(Lines of data)
......

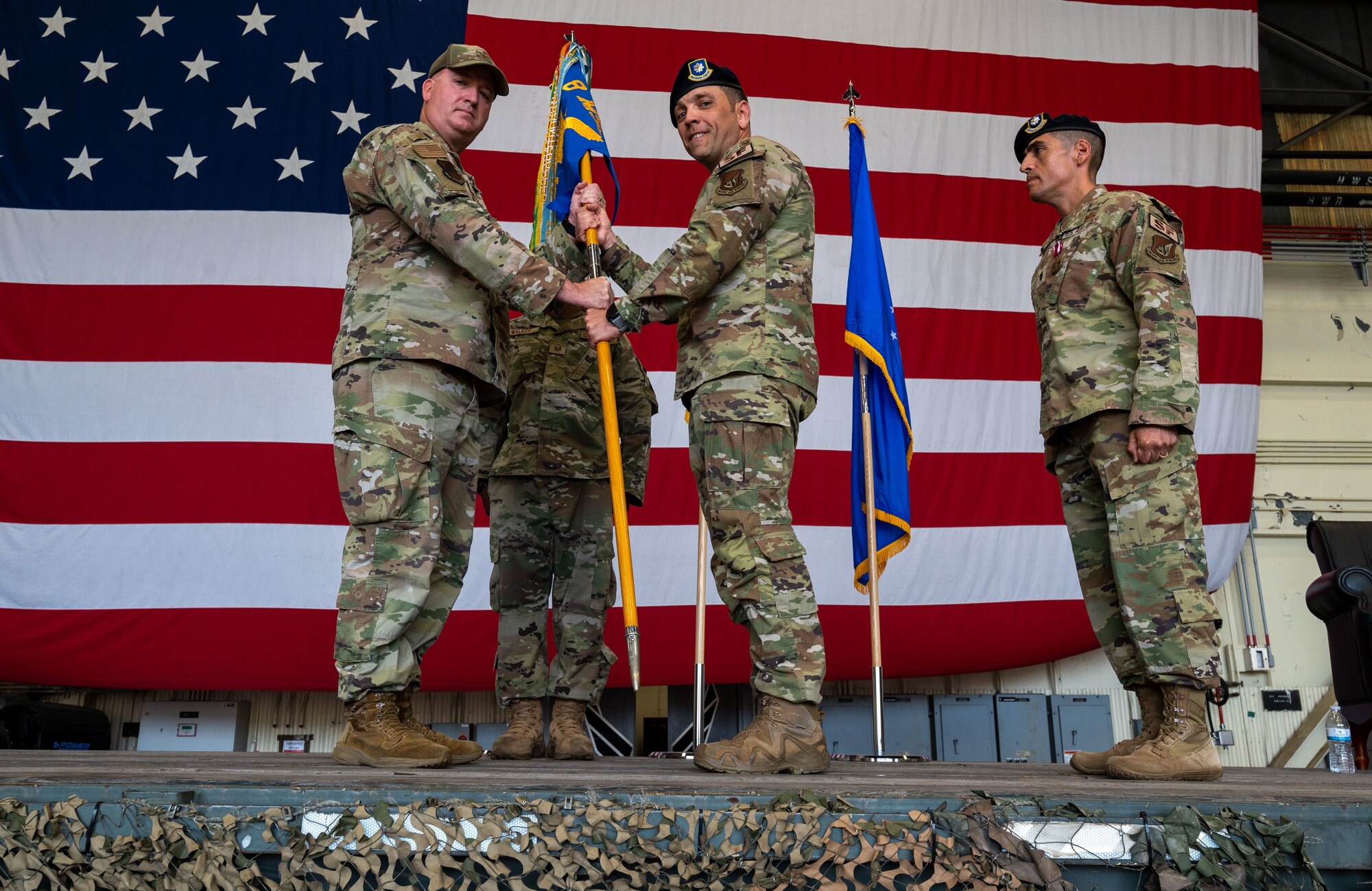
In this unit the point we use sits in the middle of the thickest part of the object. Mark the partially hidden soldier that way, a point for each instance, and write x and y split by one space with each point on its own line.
737 285
415 357
1120 396
552 525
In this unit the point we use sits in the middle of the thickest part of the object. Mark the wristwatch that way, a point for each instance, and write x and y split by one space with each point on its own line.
615 318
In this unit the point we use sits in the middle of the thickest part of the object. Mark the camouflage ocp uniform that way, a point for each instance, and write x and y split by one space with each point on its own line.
415 357
1119 343
549 497
739 287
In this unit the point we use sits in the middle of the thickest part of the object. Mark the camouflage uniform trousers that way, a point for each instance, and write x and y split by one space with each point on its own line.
1141 553
552 535
743 447
407 454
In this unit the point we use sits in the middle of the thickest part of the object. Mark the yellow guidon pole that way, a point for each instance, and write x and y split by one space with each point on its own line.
617 465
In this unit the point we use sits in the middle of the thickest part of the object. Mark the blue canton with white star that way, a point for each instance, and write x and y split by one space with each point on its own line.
230 104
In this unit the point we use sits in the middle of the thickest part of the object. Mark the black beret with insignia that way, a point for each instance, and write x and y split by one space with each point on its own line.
700 73
1046 122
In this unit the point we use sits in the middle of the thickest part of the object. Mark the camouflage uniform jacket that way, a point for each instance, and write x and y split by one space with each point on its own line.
429 258
1113 306
739 281
555 425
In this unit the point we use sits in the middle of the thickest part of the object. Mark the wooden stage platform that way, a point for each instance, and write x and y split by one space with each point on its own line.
1336 812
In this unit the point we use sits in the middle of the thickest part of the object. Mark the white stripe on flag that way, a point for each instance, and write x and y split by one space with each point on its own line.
281 402
115 250
297 567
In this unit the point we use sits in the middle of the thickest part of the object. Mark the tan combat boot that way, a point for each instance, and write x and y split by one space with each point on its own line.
1150 702
784 738
567 739
375 737
1183 749
525 738
464 750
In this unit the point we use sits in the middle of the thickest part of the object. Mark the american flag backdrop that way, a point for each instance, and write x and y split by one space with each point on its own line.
174 241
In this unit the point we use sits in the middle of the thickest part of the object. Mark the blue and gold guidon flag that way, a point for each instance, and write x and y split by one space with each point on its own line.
574 129
871 329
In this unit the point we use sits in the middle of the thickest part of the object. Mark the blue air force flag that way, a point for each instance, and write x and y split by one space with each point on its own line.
871 329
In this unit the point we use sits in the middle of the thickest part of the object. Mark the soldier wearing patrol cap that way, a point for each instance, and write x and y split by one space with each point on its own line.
737 285
416 354
1119 403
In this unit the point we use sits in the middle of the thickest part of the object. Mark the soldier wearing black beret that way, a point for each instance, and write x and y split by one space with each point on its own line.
737 284
1119 405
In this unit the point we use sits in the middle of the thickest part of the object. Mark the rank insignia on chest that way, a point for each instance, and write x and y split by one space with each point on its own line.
732 182
1163 250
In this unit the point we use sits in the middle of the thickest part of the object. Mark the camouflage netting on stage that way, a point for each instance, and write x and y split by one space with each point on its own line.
791 842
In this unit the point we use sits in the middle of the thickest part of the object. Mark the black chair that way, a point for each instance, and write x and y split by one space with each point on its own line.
1343 599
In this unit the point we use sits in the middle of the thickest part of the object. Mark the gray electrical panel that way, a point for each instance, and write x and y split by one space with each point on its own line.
729 708
965 727
1080 724
1023 728
194 727
906 726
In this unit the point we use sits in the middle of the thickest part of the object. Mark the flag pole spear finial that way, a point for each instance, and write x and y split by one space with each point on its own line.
853 96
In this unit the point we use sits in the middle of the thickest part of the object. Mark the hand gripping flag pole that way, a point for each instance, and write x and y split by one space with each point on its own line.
887 443
574 132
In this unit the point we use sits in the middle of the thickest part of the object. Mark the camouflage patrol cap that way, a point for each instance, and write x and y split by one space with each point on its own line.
466 56
700 73
1046 122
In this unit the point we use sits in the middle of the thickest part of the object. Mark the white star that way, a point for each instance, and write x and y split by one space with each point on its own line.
405 77
142 114
304 69
293 166
200 67
187 163
154 22
42 114
98 67
6 63
57 23
246 114
255 21
82 165
351 119
357 25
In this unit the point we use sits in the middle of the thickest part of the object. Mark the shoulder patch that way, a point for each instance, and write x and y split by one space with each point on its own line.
1157 222
1161 248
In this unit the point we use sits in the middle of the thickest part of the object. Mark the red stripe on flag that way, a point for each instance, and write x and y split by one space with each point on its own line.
898 77
290 483
200 324
91 648
912 206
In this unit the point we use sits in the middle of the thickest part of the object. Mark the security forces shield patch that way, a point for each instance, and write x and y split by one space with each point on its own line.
732 182
1163 248
1164 228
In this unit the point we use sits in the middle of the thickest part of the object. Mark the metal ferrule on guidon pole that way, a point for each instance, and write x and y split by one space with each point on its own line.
617 466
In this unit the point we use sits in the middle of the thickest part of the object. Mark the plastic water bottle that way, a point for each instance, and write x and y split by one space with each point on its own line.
1341 742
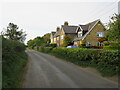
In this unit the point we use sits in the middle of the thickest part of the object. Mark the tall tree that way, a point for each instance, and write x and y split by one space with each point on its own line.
46 38
13 33
113 33
66 41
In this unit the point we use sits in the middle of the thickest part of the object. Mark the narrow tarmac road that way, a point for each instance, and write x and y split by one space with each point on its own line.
45 71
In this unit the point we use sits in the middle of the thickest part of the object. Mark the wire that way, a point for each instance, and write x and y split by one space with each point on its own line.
102 10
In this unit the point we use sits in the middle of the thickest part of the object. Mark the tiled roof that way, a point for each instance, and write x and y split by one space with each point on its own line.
85 27
53 33
69 29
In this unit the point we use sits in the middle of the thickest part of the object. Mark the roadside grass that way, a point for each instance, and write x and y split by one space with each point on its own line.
14 60
105 61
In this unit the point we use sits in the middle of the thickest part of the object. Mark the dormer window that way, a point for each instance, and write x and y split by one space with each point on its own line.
80 34
100 34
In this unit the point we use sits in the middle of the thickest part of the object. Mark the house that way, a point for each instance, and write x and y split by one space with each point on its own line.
88 34
61 32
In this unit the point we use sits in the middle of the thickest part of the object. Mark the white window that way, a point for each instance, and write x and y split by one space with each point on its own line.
100 34
62 36
88 44
54 39
99 44
80 34
57 38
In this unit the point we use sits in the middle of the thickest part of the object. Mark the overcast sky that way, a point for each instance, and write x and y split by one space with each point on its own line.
43 16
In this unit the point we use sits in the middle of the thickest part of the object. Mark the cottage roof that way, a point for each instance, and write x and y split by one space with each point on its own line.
69 29
88 27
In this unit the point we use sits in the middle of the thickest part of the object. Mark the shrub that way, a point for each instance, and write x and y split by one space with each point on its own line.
106 61
13 60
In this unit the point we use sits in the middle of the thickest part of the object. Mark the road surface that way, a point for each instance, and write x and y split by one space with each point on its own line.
45 71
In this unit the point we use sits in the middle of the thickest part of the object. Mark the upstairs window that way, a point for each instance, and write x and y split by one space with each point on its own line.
88 44
100 34
57 38
99 44
80 34
62 36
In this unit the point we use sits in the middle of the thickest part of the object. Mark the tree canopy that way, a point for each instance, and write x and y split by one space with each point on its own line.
39 41
113 33
13 33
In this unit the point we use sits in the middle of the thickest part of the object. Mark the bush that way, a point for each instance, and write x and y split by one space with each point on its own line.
52 45
13 60
105 61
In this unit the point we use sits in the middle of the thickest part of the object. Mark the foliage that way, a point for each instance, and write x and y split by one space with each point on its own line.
106 61
113 34
52 45
39 41
13 60
66 40
46 38
13 33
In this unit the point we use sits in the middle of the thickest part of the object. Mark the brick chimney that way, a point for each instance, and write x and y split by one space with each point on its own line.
66 23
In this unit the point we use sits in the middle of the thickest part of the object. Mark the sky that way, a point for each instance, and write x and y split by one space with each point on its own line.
38 17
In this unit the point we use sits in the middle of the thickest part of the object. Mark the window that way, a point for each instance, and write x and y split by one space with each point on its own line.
62 36
57 38
99 44
80 34
100 34
88 44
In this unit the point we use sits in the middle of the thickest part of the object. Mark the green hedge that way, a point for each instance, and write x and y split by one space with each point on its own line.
13 60
106 61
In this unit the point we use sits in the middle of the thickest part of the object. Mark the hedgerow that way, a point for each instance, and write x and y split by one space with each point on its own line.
13 60
106 61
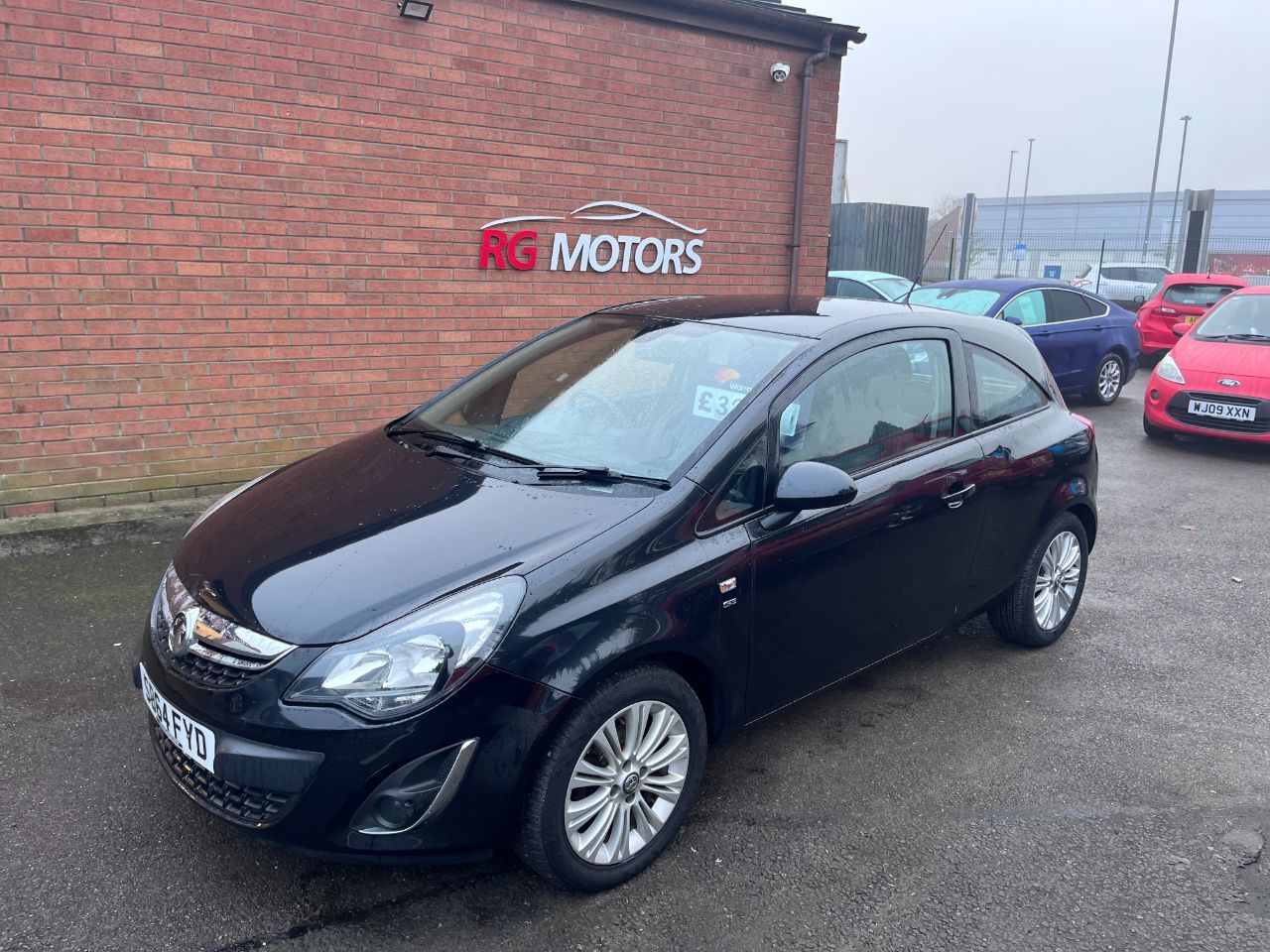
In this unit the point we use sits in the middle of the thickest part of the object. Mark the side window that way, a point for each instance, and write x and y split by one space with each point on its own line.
1066 306
1097 308
1002 391
1028 307
873 407
743 492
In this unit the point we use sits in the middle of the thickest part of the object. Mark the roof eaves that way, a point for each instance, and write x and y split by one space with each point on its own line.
756 19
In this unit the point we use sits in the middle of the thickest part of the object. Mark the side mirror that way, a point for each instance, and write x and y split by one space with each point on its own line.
812 485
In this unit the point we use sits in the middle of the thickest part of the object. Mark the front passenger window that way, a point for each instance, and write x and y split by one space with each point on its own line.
873 407
1029 308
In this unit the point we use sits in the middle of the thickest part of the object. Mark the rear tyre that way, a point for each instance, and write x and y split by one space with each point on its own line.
1039 607
617 780
1152 430
1107 382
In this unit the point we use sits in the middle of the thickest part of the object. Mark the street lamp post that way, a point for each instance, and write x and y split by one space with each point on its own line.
1160 135
1178 188
1023 208
1005 214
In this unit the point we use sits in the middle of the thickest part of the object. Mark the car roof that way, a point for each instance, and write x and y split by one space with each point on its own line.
1198 278
834 320
1003 285
815 317
866 276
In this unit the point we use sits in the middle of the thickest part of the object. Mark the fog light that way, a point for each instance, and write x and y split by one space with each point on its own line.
397 812
414 9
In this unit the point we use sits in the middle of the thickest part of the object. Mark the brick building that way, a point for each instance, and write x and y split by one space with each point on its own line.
234 232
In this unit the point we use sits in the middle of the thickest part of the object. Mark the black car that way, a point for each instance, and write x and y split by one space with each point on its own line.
524 611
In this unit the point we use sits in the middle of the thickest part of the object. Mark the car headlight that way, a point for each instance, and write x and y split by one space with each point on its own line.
225 499
1169 370
416 658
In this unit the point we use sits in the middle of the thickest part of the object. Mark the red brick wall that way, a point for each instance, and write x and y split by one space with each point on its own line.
235 232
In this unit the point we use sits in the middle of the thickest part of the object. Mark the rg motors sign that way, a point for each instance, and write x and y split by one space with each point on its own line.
507 243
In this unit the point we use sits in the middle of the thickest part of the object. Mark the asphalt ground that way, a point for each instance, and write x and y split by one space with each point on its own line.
965 796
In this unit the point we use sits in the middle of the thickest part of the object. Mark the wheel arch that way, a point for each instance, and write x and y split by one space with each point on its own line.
701 678
1083 511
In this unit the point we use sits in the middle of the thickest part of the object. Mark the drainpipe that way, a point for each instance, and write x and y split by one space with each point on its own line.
801 180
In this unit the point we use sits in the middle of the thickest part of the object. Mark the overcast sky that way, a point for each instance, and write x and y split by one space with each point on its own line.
942 90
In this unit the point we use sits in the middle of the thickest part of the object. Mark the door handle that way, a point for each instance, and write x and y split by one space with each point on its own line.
955 498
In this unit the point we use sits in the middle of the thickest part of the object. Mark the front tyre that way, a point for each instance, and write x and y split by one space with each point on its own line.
617 780
1152 430
1107 382
1037 610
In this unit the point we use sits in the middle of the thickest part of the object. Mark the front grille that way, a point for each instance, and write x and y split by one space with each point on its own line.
211 651
194 669
1256 425
250 806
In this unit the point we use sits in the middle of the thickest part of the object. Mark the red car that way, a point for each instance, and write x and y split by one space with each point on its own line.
1216 379
1180 298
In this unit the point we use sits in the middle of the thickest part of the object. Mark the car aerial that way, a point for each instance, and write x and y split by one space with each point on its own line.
1215 381
1180 298
522 611
1121 282
1089 344
869 286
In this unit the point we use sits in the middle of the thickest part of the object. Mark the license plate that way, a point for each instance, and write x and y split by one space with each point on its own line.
190 738
1222 412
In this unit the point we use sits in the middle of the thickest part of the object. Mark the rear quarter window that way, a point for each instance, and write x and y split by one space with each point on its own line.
1002 391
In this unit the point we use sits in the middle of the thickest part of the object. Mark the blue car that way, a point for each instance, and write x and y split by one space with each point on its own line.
1089 344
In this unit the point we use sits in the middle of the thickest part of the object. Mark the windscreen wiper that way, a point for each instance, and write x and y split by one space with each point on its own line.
1247 336
597 474
470 443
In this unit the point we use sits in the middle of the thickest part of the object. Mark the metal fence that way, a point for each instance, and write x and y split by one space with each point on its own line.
1066 257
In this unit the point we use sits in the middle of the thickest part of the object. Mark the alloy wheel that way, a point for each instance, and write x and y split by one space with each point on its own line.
1110 380
1057 580
626 782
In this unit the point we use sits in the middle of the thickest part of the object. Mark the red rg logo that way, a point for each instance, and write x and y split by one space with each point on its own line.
508 252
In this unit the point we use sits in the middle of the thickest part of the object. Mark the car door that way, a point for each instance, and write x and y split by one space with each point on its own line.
837 589
1078 330
1030 311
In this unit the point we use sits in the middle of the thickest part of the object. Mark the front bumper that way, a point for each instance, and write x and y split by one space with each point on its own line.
1166 407
309 777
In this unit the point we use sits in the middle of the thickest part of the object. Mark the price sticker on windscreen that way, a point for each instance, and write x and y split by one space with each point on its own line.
715 403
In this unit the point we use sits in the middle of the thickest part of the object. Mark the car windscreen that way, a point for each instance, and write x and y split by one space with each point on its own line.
635 395
976 301
1197 295
1239 316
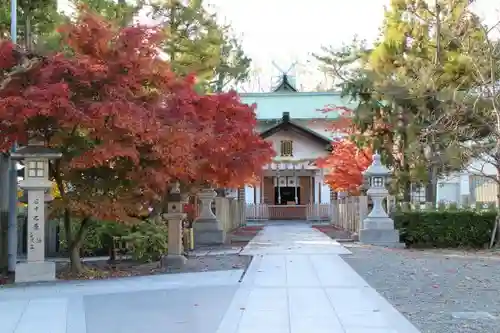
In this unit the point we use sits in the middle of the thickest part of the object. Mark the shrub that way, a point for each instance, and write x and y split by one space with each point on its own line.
449 228
145 241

......

## [Task statement]
Extract, word for word, every line from the one containing "Mark the windscreen" to the end of the data above, both ends included, and leave out the pictures.

## [Task answer]
In this unit the point we use sits in the middle of the thickest part of the object. Mark the windscreen wiper that way, a point for each instance, and write x and y split by one space with each point on its own line.
1247 336
597 474
470 443
In this unit the point we use sits in the middle of the thickest part of the object. Mark the metal fence that way, a point for each instance, and write x and y split by one space with each point on its own line.
1066 257
In this unit the point we use sits in the middle of the thickest part of the object. Mark the alloy wheel that way, a point for each instance, and write x and y split by one space with each point on its own line.
1110 380
1057 580
626 782
In this unit the point we use sits in the middle of the thickest part of the object. Mark the red rg logo that way, a point for each instance, and write x and y split by one space with each point on its own line.
508 252
In this unit the point we use sits in the middle of the thickest part of the object. Mark the car door that way, a point for each instance, and write x and y split by one space with each point on its own line.
837 589
1078 330
1030 311
In this unit the point we use sits in the middle of the thickest part of the object. Mark the front bumper that way, a point for each instance, and write x and y split by one space with each point on its own line.
1166 407
309 777
In this unit the point we use sits in the middle of the thickest part of the object. Mark the price sticker on windscreen that way, a point for each instance, and write x and y split by one space with each point on its own line.
715 403
In this unit the point we use sits in the middle of the thickest part of the object. Mark the car windscreen that way, a point for each instance, and write x and y split by one space with each point on its own line.
635 395
976 301
1197 295
1239 316
In this unit the point we use sits in the middle of the thickest part of the object. Mark the shrub that way, a point for each instance, and write x and y split by one space with each point on its own line.
449 228
145 241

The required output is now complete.